SUPPLIED INFORMATION:
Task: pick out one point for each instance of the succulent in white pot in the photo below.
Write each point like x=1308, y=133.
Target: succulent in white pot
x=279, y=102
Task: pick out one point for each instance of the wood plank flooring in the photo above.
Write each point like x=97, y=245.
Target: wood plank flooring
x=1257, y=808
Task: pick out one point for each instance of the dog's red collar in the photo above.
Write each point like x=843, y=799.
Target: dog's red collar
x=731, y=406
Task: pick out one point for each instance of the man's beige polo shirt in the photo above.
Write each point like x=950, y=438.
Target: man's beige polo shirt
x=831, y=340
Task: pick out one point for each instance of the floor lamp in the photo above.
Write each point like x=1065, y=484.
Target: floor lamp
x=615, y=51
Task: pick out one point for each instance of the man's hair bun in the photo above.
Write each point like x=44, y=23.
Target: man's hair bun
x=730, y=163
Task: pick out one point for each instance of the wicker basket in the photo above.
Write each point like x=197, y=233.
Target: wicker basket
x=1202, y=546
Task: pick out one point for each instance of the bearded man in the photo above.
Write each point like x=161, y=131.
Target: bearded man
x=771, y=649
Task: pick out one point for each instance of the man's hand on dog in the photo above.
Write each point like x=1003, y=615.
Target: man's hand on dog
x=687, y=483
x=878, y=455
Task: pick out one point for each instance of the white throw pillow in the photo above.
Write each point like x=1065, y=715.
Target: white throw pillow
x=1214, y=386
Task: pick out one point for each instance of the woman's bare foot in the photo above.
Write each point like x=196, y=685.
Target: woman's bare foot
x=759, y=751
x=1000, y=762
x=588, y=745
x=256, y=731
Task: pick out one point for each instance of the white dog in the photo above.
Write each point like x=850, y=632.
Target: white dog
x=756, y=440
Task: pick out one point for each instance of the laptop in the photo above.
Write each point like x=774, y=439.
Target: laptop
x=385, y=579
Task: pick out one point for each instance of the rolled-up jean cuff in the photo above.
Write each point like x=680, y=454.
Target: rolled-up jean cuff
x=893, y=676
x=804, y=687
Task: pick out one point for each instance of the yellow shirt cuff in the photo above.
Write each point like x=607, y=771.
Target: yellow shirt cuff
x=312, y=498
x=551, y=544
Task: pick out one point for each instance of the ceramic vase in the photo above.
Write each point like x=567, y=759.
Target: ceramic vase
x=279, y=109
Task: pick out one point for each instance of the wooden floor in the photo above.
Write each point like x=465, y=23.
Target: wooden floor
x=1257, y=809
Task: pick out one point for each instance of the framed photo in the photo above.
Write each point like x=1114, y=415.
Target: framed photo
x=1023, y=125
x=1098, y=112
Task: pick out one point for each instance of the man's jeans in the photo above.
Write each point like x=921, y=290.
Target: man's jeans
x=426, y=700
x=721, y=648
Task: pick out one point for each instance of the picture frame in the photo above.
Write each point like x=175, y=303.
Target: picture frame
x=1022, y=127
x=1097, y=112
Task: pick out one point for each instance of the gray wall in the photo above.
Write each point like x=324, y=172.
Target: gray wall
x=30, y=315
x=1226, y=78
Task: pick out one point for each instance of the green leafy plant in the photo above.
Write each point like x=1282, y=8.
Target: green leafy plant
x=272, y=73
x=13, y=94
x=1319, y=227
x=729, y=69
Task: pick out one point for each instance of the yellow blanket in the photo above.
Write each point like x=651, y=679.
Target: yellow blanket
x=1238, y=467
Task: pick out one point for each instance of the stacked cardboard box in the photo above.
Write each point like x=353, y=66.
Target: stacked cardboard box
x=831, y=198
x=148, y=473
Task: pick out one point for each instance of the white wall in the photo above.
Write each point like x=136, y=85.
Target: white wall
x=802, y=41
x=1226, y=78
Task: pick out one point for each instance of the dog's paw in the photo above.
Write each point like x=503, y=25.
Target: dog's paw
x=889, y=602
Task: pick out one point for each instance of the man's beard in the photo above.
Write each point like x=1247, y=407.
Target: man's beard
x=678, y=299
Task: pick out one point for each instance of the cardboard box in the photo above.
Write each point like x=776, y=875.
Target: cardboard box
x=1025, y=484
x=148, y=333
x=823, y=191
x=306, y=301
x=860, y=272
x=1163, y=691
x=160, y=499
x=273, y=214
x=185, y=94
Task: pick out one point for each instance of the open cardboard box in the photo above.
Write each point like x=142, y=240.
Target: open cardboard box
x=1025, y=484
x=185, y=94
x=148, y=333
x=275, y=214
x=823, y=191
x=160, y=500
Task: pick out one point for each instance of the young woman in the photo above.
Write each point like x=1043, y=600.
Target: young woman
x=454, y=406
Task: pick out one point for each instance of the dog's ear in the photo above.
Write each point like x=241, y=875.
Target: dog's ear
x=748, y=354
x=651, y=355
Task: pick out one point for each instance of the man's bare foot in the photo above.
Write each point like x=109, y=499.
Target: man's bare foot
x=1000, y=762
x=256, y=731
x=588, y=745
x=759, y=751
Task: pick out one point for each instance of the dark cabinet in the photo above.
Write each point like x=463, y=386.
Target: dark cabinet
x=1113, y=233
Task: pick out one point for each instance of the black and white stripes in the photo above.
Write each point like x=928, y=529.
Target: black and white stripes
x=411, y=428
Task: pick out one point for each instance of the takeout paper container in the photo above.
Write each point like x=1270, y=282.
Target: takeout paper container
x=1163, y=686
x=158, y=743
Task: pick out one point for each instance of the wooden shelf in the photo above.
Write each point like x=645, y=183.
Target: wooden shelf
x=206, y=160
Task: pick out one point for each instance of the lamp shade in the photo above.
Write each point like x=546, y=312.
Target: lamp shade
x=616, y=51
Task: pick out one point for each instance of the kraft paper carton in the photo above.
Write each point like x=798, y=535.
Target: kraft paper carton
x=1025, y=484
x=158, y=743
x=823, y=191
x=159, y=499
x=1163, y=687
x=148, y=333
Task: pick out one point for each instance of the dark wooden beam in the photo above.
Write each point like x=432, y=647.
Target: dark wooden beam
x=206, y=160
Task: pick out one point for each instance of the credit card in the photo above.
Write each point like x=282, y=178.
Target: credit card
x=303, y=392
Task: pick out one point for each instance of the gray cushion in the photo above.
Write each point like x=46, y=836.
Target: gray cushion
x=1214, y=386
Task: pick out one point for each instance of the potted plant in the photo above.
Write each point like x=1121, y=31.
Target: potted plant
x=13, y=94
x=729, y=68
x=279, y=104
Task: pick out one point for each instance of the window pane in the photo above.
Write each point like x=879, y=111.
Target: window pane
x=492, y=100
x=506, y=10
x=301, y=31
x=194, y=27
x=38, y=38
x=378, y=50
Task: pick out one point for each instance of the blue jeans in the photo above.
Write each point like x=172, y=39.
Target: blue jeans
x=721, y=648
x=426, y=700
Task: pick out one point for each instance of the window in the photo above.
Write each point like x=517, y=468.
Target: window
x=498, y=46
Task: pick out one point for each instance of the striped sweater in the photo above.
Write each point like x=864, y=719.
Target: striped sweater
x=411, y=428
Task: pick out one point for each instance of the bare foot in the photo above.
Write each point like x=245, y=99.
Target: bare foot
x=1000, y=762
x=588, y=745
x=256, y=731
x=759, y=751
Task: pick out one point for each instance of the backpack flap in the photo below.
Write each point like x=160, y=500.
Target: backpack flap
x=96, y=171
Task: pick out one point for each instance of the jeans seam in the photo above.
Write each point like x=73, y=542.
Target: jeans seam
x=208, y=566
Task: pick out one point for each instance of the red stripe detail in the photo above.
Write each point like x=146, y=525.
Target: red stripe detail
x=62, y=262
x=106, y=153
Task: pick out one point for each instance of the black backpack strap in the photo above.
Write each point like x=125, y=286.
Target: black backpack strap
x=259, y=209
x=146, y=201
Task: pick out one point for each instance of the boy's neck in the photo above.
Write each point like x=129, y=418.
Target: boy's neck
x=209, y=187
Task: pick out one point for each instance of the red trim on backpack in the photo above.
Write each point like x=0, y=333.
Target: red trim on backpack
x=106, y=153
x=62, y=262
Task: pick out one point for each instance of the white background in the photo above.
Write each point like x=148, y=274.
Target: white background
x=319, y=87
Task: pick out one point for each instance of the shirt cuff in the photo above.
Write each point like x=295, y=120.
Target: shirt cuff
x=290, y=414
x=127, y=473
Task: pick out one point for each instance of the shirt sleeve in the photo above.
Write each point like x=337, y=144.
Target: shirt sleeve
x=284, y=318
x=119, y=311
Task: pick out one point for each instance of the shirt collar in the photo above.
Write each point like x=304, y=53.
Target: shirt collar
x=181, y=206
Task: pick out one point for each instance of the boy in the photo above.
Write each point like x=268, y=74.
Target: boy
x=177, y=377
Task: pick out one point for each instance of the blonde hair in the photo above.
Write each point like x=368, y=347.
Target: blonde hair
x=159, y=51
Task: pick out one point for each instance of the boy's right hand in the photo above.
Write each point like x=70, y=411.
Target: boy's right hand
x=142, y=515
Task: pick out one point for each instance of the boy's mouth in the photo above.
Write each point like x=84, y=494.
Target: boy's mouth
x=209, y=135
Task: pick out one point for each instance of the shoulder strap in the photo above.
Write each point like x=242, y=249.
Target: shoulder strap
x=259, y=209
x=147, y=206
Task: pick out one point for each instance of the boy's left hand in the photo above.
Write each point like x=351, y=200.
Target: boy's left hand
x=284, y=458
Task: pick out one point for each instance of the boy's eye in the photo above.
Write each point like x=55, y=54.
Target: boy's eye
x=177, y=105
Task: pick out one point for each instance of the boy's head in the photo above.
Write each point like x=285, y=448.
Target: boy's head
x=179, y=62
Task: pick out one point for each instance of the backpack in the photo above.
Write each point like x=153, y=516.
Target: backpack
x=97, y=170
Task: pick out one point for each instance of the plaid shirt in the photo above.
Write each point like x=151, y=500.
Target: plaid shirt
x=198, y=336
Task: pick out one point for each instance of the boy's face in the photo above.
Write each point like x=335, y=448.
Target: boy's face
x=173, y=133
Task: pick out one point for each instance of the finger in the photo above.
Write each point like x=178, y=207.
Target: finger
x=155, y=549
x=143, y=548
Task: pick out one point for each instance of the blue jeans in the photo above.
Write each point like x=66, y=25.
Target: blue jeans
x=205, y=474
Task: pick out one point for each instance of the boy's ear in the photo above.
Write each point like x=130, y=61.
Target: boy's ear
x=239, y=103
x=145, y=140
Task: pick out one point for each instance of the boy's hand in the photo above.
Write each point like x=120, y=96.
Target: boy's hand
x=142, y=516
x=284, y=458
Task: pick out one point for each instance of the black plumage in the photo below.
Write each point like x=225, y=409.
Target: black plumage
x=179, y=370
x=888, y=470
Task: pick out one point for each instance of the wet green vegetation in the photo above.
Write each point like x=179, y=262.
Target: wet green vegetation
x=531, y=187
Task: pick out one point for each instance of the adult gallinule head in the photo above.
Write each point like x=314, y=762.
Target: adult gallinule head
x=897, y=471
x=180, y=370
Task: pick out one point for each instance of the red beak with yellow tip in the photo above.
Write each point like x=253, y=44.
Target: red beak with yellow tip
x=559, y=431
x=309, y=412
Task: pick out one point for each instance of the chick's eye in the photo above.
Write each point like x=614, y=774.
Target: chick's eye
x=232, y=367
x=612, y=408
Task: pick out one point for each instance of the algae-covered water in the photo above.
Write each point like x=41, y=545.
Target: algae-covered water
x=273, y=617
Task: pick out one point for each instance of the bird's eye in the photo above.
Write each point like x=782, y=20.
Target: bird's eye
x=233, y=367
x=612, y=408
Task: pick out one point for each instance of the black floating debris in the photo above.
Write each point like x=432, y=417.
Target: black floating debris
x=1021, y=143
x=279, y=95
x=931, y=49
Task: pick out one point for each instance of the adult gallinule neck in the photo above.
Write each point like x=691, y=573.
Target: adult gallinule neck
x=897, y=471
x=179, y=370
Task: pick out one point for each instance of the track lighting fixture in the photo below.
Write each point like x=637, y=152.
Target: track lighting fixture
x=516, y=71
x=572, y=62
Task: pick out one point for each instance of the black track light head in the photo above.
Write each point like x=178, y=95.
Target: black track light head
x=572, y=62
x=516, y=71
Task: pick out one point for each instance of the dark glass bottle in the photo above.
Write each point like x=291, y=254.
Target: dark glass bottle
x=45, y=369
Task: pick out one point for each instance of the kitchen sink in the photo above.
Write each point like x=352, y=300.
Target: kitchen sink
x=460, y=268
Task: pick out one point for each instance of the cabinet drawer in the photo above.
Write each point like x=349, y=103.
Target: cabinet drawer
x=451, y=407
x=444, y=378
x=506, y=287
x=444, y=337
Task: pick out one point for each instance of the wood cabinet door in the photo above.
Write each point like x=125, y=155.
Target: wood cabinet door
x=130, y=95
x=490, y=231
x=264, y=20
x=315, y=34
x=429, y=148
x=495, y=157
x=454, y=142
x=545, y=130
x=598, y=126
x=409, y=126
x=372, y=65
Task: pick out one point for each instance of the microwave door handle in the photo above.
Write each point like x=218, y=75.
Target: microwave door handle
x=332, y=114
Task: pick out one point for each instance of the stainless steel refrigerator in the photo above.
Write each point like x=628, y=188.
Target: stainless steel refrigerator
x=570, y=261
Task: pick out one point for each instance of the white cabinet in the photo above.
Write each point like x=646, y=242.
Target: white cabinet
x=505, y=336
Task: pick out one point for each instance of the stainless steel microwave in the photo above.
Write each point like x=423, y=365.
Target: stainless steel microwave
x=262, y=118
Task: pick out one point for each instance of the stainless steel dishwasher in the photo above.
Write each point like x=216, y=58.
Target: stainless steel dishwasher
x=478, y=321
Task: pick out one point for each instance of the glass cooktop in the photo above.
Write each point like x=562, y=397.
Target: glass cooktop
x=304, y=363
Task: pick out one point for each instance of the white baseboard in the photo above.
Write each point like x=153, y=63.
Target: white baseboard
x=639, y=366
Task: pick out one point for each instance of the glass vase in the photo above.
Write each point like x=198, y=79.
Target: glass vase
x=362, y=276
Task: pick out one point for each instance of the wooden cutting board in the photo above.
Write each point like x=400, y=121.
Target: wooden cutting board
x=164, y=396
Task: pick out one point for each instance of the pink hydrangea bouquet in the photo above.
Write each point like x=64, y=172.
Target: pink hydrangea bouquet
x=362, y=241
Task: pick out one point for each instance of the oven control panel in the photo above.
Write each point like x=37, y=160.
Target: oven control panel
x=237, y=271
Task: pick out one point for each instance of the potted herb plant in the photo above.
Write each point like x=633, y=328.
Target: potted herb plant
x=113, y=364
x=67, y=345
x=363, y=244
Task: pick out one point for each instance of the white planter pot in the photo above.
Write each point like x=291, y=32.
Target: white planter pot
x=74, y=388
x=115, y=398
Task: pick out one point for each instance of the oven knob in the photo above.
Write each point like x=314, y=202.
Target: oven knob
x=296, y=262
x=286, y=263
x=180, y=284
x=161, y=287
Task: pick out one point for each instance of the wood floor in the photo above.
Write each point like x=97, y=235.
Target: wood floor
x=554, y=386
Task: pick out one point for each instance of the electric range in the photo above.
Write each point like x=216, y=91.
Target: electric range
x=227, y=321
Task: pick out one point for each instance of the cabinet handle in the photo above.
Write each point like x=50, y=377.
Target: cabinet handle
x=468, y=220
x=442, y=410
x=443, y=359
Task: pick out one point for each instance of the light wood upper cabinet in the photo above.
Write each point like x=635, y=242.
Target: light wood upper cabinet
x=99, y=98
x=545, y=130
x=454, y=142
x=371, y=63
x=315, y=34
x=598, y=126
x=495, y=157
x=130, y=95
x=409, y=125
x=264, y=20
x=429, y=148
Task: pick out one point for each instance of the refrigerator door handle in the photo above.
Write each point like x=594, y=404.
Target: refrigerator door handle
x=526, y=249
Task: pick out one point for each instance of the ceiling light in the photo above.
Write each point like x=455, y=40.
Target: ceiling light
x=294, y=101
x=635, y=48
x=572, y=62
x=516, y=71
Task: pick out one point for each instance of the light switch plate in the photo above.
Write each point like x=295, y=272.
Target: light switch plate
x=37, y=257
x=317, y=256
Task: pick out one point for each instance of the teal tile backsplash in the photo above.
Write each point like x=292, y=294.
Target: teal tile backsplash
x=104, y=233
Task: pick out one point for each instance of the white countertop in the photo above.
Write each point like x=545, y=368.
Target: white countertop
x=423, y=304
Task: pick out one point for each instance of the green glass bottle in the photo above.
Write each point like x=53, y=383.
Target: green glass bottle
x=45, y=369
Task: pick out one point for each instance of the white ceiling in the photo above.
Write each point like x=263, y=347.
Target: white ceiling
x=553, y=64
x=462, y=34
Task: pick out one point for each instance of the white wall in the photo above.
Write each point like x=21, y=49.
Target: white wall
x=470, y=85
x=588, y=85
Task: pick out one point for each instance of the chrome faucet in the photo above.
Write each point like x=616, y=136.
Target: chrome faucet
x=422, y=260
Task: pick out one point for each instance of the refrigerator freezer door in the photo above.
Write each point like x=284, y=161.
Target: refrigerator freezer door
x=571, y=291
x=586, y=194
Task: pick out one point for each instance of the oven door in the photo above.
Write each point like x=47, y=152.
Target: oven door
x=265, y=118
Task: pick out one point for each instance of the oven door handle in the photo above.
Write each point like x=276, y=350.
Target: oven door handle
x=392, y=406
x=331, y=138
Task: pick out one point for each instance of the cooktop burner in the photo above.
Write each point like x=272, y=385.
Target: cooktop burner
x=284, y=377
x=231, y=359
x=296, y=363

WHAT YOU WILL DO:
Can you copy out, word for word, every line from the one containing "countertop in the photo above." through the one containing "x=588, y=85", both included?

SOLUTION TO THE PROBLEM:
Task: pick out one point for each instance of the white countertop in the photo above.
Write each point like x=545, y=368.
Target: white countertop
x=423, y=304
Task: pick out one point for each instance of the green glass bottle in the photo above.
Write each point like x=53, y=383.
Target: green glass bottle
x=45, y=369
Task: pick out one point for each instance of the white ceiling in the photo above.
Write each point like x=263, y=347.
Target: white ceiling
x=553, y=64
x=462, y=34
Task: pick out one point for each instance of the white wall in the photo above.
Write each point like x=21, y=49.
Target: white wall
x=470, y=85
x=588, y=85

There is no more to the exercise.